Each record below should be output verbatim, without pictures.
***** GIVEN INFORMATION
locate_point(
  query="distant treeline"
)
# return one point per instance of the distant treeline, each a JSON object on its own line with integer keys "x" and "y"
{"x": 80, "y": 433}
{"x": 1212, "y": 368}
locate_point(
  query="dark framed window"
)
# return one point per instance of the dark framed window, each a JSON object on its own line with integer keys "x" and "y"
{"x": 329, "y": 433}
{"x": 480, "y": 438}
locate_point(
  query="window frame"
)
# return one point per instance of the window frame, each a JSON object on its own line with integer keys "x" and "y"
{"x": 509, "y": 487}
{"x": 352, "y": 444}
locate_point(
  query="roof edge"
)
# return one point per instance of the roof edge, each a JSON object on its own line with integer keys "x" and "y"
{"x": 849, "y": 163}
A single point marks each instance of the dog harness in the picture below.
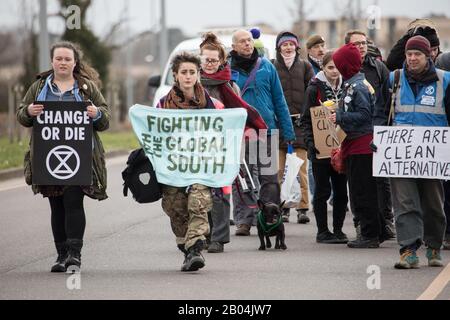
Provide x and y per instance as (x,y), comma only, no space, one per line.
(268,228)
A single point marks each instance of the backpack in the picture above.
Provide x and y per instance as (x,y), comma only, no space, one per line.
(140,177)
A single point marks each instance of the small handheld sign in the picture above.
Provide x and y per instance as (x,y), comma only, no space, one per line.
(62,144)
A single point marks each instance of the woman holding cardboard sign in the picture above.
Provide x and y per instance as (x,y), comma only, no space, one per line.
(325,88)
(70,79)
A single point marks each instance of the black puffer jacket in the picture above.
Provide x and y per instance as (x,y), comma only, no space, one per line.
(294,82)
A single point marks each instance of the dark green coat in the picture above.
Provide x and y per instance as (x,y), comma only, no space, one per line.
(88,90)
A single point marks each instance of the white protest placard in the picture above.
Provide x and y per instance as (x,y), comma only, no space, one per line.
(412,152)
(325,135)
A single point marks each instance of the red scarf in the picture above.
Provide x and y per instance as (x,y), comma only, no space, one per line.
(231,100)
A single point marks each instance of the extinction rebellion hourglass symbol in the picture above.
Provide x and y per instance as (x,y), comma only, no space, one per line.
(63,162)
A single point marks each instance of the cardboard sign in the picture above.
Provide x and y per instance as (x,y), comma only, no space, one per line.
(412,152)
(326,136)
(191,146)
(62,144)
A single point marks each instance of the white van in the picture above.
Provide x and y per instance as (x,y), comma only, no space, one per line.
(164,82)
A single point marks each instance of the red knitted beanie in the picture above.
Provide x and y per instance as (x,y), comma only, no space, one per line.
(347,60)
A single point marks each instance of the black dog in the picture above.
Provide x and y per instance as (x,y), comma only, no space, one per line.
(270,223)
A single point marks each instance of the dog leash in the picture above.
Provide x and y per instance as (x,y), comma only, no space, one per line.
(266,228)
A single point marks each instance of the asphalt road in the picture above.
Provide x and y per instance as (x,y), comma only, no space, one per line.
(130,253)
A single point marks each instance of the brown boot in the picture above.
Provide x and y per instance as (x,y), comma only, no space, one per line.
(243,230)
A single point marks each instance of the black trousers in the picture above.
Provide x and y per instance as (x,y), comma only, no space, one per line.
(363,194)
(323,172)
(68,218)
(384,198)
(447,204)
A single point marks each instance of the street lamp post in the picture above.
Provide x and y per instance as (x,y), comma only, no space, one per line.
(44,60)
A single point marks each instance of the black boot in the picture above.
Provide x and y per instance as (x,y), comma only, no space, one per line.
(73,262)
(60,263)
(194,259)
(183,249)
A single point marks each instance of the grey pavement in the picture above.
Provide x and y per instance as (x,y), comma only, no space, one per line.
(130,253)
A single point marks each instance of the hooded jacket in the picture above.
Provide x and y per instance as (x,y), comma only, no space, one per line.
(294,82)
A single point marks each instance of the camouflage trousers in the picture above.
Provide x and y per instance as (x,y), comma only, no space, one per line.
(188,212)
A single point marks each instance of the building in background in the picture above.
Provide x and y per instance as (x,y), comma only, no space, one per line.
(388,31)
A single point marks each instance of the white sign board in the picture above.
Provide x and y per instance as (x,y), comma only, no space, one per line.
(412,152)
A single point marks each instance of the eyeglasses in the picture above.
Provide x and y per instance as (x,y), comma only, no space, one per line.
(207,61)
(360,43)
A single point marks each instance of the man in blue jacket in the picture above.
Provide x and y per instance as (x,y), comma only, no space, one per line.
(260,87)
(423,99)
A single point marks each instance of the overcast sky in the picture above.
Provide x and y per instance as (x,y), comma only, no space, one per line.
(193,16)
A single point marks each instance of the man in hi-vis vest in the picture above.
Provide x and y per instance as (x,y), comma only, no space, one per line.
(422,99)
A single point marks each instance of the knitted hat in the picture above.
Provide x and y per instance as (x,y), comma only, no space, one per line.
(443,61)
(313,40)
(287,37)
(347,60)
(419,43)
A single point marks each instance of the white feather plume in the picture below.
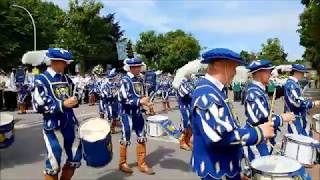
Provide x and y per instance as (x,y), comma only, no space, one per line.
(188,69)
(34,58)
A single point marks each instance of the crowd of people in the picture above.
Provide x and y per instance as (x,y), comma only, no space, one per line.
(219,142)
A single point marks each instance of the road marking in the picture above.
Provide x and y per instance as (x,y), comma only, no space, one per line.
(164,139)
(39,122)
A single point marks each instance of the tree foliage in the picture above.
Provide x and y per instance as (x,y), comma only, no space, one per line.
(273,51)
(168,51)
(129,49)
(248,57)
(81,29)
(17,30)
(310,32)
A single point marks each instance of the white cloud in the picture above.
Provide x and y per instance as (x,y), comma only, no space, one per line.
**********
* EXERCISE RESULT:
locate_point(
  query="distant treeline"
)
# return one point per instance of the distant treeline, each a JSON object on its own line with integer keys "x" and "y"
{"x": 80, "y": 433}
{"x": 1212, "y": 368}
locate_point(
  query="dark framed window"
)
# return one point per instance of the dark framed window, each a JSON object on its own line with integer keys "x" and "y"
{"x": 329, "y": 433}
{"x": 480, "y": 438}
locate_point(
  query="window frame"
)
# return one point per instance of the window frame, each a JSON object on its own line with integer keys "x" and "y"
{"x": 509, "y": 487}
{"x": 352, "y": 444}
locate_point(
  query="roof edge"
)
# return one point per instance of the roof edge, each a JSON object on its own line with integer keys "x" and "y"
{"x": 849, "y": 163}
A single point marks each instance of the dog harness in the picture below.
Provide x and y per instance as (x,y), comma only, no space, one per line.
(268,228)
A single point marks each instance of the backpack in the picture above.
Provide x and y per instance as (x,y), comma only, no space, one per line.
(140,177)
A single point marks each instance of the small handheld sign in the picture above.
Provide x and y per instance as (x,y), comma only, no space, one per line.
(62,144)
A single point marks each instance of the woman holding cardboard sign in the picture above.
Provide x and y per instance as (x,y), comma only, no space, one per line.
(325,88)
(70,79)
A single point marks each instance of the black puffer jacket in the picture above.
Provide x and y per instance as (x,y), comma only, no space, one per line.
(294,82)
A single point marks each instance of the dark green coat in the picture above.
Provide x and y per instance as (x,y), comma only, no space, one per line.
(88,90)
A single point marks each instance of the white protest placard in the picture above.
Provide x and y per instance as (x,y), comma only, no space, one per line.
(412,152)
(325,135)
A single point marks each instance of the red scarf in the picture above.
Provide x and y per instance as (x,y), comma only, no space, one per line.
(231,100)
A single point marks each instance of the extinction rebellion hourglass symbol in the picture above.
Provide x and y per instance as (x,y), comma only, no space, one per line.
(63,162)
A single point marks each instance of the cardboard sign in the picture above.
Provide x and y per instance as (x,y), comma only, no space, one per line.
(412,152)
(326,136)
(191,146)
(62,144)
A single point marks each instance of the white van in the picture above.
Provide x and y per instance as (x,y), comma only, no space, one per line.
(164,82)
A single point marks each instance of the red knitted beanie in the picture above.
Provide x and y per instance as (x,y), comma only, no space, one per line.
(347,60)
A single point marks each instance of the black dog in the picture above.
Provide x and y per instance as (x,y), comma only, no space, one per line.
(270,223)
A single point marks each instance of the dog leash in the picture above.
Provide x and y per instance as (x,y), comma only, no space, one per line.
(266,228)
A single point marks each instance of the asphalt road in the picture above.
Provide x and y per instance as (x,y), comma only, no space, one per line.
(130,253)
A single point marks each instance of the brown boot in the picture above.
Provide x and y per instance as (x,y), comma only, no space, one per line.
(243,230)
A single point marks each instance of the black trousers in the picture above.
Provide x and y per instance as (x,y), comma only, no space, one per line.
(363,194)
(323,172)
(68,218)
(384,198)
(447,204)
A single point marks each instance of the street lamp post in the picture above.
Provide x and y per instance as (x,y), comma only, no space, one per line.
(44,60)
A single point marks each instance of the black boot in the picture above.
Provide x and y per instance as (x,y), comma only, no space, one per line.
(73,262)
(60,263)
(194,259)
(183,249)
A single point marks each instance of the grey pavement in the picture above.
Provide x and y per instance as (x,y), comma only, no space, one per line.
(130,253)
A single point marks each instance of the hooded jacket in the picture above.
Provide x and y per instance as (x,y), comma only, no space, one per line.
(294,82)
A single point marks each instance of the camouflage trousers in the picture above.
Provide x and y per instance as (x,y), comma only, no space, one per line.
(188,212)
A single point marks each instance of the building in background in the picture above.
Provide x and y per instance as (x,y), comma only, no space, one per line.
(388,31)
A single point marks each instance of the white sign board in the picture above.
Provide x and y per instance as (x,y), comma only, no space, one per line.
(412,152)
A single point marks each instance of the eyeglasses in the picture above.
Provide x and y per instance as (x,y), comma only, no space, one per line.
(207,61)
(360,43)
A single point marks each instance of the man in blue jacket in the picture above.
Provide x and y per instance as (x,y), comma only, no space, one per line.
(260,87)
(423,99)
A single point marks each instance of the overcast sky in the picture above.
Provide x and y per instance as (x,y), comma only, no space, one per line.
(193,16)
A single point marks each instance of the man in hi-vis vest in the picture above.
Provide x and y per instance as (x,y), comma only, no space, one per line.
(422,99)
A single point marks each instance of the knitted hat in the picture above.
Provide x and y per instance as (x,y), comma only, no space, one per line.
(443,61)
(313,40)
(287,37)
(347,60)
(419,43)
A single point marks each instance of the white feather plume in the picture below.
Provide x and y per instance as (x,y), comma only, no space, one per line.
(188,69)
(34,58)
A single point marks each instance of the crowd of people in the picture above.
Provide x and y per instance as (x,y), comma only, no space, one per line.
(219,142)
A single point marks each instance of the road marking in the picture above.
Provide x and y per instance as (x,y), comma only, no space, one per line.
(164,139)
(39,122)
A single point marks each instance of the tree foliage in the picture above.
Provide x and y per instance as (x,y), comma only, no space, one per line.
(273,51)
(168,51)
(129,49)
(248,57)
(81,29)
(17,30)
(310,32)
A single point marks each instance of the white cloud in the picture above.
Provide x and y per instance as (x,y), comma only, no space, one per line.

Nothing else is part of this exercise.